## [SELECTED PASSAGE]
╭──

Seattle Children’s Hospital is suing the Texas Attorney General’s Office after it demanded—and was refused—medical documentation of trans patients from Texas who got care in Seattle.

Texas Attorney General Ken Paxton believed his state’s consumer protection laws and state ban on youth transition care gave him the authority to slap Seattle Children’s with a civil investigative demand for providing care that is legal in Washington.

Seattle Children’s responded with their suit on December 7 which, when translated from legalese, said: Sorry Ken, you don’t have the authority.

What is Texas Looking For?

According to documents in Seattle Children’s petition, the Texas Attorney General’s Consumer Protection Division was investigating potential violations under the state’s Deceptive Trade Practices Act over misrepresenting gender-affirming care in some way, a strategy Paxton’s employed in past lawsuits.

In late November, Paxton’s office requested Children’s hand over medical documentation including the number of identities and personal information of patients from Texas, their diagnoses, prescriptions, lab test results, and visit records dating back to January 2022. The office also asked for Seattle Children’s standard protocol for treating children who live in Texas, and how it “weaned” children off of hormones, something they are not required to do in Washington. The demand included a notice that anyone who concealed or falsified information could face a $5,000 fine or a year in county jail.

In its defense, Seattle Children’s whipped out a newly passed state law of its own. House Bill 1469 protects people who come to Washington for protected medical services—including abortion or gender-affirming care—from states that have banned or criminalized those practices. The hospital wrote in its petition that, legally, it could not hand over the documents without violating at least three laws: HB 1469, HIPAA, and Washington’s healthcare privacy laws. 

The hospital also argued that because they don’t own Texas land, have offices in Texas, or provide telehealth services in Texas, Texas has no jurisdiction over their practices. The hospital has a limited number of employees in Texas, but none deal with gender-affirming care. It also said the investigation may violate the dormant Commerce Clause in chilling interstate commerce.

╰──

## [ABOUT THIS TASK]
Continue the article on Seattle Children's Hospital's lawsuit against the Texas Attorney General from the point where it stops.

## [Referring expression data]

╭──

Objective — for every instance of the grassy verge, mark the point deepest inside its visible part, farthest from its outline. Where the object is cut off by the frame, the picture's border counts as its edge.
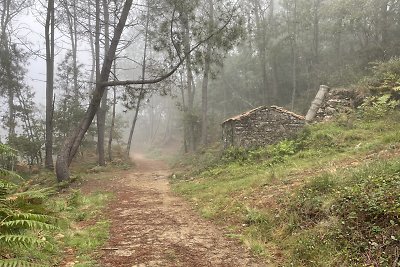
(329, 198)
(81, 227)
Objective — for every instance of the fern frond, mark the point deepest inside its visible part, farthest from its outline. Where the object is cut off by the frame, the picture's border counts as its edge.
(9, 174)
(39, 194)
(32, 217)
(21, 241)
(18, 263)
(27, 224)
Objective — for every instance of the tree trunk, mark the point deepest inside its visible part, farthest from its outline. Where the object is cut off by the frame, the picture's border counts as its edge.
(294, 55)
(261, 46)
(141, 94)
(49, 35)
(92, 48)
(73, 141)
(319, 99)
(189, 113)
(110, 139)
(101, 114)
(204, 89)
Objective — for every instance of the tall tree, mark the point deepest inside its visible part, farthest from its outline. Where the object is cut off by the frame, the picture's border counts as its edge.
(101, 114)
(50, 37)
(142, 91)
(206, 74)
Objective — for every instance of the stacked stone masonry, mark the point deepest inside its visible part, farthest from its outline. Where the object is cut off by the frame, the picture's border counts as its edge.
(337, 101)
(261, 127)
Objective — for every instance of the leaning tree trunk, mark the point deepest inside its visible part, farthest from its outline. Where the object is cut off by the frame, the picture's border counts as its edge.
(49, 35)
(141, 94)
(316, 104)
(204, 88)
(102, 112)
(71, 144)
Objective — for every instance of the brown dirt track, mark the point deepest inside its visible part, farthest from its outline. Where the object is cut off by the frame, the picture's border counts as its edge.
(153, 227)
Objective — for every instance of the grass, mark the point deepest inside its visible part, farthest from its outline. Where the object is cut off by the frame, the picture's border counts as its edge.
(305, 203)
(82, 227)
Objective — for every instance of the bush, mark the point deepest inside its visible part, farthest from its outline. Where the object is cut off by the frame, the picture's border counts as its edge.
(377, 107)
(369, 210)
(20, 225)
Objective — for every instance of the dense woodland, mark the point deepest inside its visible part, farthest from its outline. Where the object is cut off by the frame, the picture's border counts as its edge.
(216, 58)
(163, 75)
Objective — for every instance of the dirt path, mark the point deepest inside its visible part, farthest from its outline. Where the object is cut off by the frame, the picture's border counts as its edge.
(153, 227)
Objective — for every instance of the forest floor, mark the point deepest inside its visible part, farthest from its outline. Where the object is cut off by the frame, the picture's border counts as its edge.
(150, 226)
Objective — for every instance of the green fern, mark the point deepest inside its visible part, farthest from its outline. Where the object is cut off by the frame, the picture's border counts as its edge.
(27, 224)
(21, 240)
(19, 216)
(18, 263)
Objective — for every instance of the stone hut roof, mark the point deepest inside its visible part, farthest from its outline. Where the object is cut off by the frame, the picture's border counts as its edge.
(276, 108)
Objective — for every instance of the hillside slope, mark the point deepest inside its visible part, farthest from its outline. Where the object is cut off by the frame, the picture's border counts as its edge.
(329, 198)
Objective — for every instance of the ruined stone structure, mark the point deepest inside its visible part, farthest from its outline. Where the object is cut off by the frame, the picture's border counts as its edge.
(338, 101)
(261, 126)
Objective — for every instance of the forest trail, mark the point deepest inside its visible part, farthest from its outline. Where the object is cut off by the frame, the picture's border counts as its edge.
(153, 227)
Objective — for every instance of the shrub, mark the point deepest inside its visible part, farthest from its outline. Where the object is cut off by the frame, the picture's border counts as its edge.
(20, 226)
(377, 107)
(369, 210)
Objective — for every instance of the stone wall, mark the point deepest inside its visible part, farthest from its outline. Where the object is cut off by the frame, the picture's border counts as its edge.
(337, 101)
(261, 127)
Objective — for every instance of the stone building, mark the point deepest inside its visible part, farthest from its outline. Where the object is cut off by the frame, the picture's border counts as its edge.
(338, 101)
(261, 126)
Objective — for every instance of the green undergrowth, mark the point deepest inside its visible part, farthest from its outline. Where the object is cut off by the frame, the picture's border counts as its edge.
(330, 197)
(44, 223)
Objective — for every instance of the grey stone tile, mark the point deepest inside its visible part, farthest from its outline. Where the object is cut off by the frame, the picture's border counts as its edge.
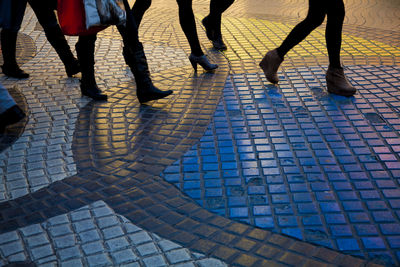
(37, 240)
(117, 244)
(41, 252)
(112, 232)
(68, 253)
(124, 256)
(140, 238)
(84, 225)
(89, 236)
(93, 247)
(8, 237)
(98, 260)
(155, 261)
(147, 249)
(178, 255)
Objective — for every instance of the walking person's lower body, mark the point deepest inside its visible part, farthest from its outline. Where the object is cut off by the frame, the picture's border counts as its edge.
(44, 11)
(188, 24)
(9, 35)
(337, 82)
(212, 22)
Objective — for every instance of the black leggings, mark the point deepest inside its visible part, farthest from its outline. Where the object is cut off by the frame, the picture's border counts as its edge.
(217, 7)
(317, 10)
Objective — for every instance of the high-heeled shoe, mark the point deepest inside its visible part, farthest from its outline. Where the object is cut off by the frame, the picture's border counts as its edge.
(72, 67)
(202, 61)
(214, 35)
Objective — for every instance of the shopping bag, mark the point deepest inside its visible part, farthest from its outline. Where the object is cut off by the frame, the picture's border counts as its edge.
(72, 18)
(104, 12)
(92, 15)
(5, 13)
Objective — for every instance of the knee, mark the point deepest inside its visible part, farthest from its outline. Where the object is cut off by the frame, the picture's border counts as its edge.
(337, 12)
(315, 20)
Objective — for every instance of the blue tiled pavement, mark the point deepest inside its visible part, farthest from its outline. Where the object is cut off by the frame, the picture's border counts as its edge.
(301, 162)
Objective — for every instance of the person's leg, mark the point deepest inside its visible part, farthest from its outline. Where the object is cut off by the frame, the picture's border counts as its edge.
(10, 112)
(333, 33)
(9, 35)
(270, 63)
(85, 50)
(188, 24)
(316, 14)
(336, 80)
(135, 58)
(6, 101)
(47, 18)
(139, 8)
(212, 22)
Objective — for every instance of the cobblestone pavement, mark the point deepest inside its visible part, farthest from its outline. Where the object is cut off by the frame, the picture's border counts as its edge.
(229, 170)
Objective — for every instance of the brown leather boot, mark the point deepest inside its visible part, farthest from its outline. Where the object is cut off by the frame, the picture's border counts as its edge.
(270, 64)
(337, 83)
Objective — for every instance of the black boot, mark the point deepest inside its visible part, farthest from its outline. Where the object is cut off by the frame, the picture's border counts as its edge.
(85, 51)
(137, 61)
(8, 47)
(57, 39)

╰──

## [TASK RESULT]
“Seattle Children’s took legal action to protect private patient information related to gender-affirming care services at our organization sought by the Texas Attorney General,” a Seattle Children’s spokesperson wrote in an email to The Stranger. “Seattle Children’s complies with the law for all health care services provided. Due to active litigation, we cannot comment further at this time.”

The hospital asked the court to overrule, modify the request, or grant an extension for their reply.

Texas Loves Investigating This Stuff

For years, Gov. Greg Abbott and Attorney General Paxton have thrown down the gauntlet in the conservative culture war against trans rights.

In 2021, Paxton began an investigation into the mainstream medical practice of puberty blockers, citing the same Texas Deceptive Trade Practices Act. (This year, Missouri AG Andrew Bailey would use the same strategy of employing consumer protection laws in an attempt to limit trans care.)

The next year, Abbott directed the Texas Department of Children and Family Services to investigate the families of trans children. Paxton argued they were child abusers under current Texas law. A lawsuit from the ACLU and Lambda Legal resulted in a temporary federal injunction.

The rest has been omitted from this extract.